[start of Excerpted data]

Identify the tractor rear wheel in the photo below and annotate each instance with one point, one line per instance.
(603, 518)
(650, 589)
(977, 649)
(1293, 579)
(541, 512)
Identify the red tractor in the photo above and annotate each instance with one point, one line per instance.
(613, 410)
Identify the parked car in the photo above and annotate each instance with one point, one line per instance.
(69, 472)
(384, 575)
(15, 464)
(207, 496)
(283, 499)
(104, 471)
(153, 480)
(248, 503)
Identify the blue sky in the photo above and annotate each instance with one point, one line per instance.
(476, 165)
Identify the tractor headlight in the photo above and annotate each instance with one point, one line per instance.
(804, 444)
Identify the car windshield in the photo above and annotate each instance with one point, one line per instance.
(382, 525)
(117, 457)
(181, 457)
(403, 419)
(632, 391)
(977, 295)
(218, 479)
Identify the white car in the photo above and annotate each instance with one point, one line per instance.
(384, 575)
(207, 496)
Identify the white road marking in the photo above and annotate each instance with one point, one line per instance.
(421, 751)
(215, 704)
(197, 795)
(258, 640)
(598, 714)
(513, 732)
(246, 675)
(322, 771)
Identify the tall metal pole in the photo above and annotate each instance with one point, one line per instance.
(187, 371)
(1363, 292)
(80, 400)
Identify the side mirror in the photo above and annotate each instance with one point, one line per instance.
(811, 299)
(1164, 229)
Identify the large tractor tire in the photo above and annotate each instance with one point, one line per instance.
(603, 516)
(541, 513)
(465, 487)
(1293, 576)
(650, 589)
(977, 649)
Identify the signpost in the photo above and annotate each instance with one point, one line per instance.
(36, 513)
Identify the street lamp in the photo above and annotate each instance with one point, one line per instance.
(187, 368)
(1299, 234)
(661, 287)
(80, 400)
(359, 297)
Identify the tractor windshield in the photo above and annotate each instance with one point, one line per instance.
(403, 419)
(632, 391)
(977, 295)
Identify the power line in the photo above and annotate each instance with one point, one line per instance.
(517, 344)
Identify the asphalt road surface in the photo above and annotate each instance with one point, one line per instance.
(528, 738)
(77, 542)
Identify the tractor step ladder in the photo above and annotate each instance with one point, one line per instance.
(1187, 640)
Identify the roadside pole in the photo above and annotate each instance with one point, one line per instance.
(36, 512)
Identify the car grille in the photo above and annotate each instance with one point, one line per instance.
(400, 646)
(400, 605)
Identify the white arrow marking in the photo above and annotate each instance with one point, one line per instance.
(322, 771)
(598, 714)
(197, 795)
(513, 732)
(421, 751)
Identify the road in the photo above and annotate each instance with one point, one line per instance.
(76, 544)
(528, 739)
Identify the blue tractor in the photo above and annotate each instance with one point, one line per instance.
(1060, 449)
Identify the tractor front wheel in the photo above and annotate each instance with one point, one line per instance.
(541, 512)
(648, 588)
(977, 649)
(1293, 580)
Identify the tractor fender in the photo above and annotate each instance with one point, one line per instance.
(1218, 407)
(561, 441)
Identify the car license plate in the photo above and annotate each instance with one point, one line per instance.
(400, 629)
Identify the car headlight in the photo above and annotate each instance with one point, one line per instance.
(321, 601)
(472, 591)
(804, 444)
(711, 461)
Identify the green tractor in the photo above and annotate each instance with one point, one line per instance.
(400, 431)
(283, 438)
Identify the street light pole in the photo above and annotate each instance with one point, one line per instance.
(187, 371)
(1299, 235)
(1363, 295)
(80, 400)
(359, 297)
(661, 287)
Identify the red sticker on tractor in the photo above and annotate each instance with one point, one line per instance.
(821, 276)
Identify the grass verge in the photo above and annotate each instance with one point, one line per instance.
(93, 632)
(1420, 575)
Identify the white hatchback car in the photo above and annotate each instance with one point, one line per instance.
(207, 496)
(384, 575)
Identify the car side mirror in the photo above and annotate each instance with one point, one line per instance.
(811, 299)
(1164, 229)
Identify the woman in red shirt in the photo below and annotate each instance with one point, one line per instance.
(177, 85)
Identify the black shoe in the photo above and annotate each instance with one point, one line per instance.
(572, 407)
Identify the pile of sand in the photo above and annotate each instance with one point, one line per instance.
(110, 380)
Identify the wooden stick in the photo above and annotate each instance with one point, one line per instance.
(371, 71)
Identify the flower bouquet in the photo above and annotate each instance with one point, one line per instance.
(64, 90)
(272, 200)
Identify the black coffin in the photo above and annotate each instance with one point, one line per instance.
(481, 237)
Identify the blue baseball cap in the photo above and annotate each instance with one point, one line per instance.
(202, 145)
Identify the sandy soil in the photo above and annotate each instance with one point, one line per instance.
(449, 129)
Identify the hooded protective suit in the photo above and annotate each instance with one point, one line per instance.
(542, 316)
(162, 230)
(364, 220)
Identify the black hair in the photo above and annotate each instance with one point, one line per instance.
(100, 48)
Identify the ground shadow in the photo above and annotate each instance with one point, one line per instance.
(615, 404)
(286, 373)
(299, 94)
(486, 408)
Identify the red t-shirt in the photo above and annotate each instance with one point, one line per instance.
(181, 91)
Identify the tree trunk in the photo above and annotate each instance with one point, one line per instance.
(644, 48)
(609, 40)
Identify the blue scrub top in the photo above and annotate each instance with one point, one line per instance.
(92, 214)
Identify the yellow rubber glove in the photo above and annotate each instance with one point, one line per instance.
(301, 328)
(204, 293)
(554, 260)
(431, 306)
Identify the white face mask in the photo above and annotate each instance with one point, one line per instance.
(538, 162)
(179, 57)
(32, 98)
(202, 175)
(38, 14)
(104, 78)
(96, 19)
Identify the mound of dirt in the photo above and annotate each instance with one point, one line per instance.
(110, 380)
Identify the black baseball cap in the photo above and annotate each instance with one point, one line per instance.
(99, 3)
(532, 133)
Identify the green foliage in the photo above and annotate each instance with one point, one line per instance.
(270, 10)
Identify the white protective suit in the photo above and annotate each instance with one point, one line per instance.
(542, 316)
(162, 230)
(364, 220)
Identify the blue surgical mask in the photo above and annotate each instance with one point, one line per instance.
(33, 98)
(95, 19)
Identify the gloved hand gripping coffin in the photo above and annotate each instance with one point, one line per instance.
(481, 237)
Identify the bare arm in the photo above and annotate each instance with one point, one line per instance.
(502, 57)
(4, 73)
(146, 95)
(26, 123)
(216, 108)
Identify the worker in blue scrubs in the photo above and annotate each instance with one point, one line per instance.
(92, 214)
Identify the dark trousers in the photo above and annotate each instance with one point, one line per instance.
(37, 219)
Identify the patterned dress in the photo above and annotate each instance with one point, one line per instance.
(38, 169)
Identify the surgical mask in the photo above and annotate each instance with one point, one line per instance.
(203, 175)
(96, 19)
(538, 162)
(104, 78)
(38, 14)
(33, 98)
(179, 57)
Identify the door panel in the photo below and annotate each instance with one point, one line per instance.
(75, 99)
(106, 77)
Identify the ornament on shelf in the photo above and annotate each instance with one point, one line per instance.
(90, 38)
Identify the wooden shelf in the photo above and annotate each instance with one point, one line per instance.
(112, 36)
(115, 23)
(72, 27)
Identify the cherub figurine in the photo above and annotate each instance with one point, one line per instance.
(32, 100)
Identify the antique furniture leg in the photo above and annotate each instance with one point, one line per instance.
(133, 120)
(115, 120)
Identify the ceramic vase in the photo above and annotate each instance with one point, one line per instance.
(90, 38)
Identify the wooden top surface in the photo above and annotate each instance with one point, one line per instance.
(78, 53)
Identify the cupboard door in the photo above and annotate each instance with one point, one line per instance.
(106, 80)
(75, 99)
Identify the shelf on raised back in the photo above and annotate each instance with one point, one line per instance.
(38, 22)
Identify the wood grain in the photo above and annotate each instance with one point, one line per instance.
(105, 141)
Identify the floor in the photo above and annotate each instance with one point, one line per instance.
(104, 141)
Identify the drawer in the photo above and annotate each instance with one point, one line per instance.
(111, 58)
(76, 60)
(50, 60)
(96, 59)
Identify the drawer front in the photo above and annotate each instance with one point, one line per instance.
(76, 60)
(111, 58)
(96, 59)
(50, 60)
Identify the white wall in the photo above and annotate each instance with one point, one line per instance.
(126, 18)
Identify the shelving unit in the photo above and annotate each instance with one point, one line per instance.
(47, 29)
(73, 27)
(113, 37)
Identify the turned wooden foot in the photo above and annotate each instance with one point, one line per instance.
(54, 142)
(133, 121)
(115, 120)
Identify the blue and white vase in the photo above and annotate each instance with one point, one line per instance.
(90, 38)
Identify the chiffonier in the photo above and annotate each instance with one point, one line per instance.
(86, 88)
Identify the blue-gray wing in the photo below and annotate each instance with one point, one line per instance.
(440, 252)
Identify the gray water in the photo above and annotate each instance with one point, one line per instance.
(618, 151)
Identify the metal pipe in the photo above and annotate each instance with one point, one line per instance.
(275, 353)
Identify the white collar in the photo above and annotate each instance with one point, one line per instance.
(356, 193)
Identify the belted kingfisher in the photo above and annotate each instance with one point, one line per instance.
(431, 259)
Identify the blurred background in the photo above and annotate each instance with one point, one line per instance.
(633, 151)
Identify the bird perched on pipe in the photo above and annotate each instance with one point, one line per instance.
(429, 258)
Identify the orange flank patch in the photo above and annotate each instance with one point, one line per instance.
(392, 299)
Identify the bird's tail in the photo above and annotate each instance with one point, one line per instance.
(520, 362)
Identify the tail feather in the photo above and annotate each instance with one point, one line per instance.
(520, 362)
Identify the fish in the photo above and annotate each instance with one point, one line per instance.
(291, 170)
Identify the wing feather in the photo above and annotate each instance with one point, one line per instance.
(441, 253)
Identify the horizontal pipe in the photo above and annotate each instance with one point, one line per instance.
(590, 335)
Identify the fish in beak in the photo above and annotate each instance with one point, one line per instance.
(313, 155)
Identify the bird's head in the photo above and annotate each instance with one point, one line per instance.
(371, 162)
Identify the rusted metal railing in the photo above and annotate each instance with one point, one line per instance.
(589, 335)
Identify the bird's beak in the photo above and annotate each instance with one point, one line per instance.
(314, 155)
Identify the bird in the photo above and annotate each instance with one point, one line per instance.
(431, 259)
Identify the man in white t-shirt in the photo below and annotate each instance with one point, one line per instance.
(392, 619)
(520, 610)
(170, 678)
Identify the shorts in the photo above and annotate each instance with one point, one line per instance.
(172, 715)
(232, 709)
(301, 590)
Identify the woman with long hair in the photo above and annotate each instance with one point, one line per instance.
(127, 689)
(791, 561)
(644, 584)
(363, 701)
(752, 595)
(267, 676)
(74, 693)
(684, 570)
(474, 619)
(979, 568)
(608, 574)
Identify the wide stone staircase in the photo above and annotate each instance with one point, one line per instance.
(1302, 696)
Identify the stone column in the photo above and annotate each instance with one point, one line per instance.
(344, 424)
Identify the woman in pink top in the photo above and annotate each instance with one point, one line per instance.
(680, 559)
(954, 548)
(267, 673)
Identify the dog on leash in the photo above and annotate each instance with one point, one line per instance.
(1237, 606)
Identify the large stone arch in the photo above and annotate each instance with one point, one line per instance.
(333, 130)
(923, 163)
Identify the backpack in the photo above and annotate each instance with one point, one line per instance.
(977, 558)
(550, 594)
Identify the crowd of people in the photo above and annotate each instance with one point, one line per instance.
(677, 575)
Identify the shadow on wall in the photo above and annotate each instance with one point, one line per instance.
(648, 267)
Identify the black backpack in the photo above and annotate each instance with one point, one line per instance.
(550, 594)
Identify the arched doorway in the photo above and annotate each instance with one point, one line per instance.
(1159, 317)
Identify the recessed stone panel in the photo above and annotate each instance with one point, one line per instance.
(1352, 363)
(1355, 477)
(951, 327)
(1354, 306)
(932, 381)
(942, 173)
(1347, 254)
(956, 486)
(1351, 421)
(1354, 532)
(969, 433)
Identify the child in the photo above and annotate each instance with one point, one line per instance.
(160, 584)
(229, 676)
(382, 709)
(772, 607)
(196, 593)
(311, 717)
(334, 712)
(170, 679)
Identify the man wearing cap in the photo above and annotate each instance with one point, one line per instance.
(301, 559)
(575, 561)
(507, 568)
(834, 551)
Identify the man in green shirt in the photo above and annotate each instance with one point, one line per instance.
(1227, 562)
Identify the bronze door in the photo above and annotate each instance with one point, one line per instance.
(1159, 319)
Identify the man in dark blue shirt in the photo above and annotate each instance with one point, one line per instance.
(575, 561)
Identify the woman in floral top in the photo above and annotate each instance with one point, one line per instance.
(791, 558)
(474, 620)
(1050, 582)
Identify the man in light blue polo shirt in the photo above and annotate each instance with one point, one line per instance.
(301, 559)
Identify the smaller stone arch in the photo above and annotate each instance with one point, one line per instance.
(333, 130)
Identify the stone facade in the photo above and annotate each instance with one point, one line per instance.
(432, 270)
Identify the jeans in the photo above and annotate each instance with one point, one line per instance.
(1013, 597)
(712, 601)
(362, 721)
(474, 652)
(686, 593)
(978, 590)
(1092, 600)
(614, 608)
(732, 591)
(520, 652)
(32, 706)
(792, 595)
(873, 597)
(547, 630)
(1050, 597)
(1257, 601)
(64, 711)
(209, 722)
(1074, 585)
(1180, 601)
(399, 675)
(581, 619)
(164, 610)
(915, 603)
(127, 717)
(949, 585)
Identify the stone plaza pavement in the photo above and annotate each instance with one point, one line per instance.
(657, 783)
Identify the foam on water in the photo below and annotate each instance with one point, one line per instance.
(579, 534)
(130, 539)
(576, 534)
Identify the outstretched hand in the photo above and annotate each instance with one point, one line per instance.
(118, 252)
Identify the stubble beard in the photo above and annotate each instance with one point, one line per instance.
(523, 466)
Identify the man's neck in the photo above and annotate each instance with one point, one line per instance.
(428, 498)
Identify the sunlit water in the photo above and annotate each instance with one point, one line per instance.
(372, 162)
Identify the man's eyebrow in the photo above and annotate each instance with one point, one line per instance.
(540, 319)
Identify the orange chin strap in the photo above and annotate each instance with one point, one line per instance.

[end of Excerpted data]

Problem: Quote exactly and only the lines from the one holding "Identify the stone plaza" through the end of the data.

Reply to the task:
Identify the stone plaza pavement in the photo above and annotate each instance with one point, one line per instance.
(657, 783)
Identify the foam on water in the photo below and annotate each instance with one point, one line per instance.
(579, 534)
(130, 539)
(576, 534)
Identify the outstretched hand in the photo above and annotate each instance with one point, one line per instance.
(118, 252)
Identify the stubble beard in the photo above and annotate each instance with one point, one line per instance.
(523, 466)
Identify the man's neck in the photo above and annotate each instance with one point, one line per instance.
(428, 498)
Identify the sunlit water in the photo above and annotate each instance with one point, one line per instance.
(372, 162)
Identify the man's eyebrow in the photo above and annotate each instance with one point, one line per instance.
(540, 319)
Identify the orange chin strap in the photo above and annotate each instance with one point, one line per instance.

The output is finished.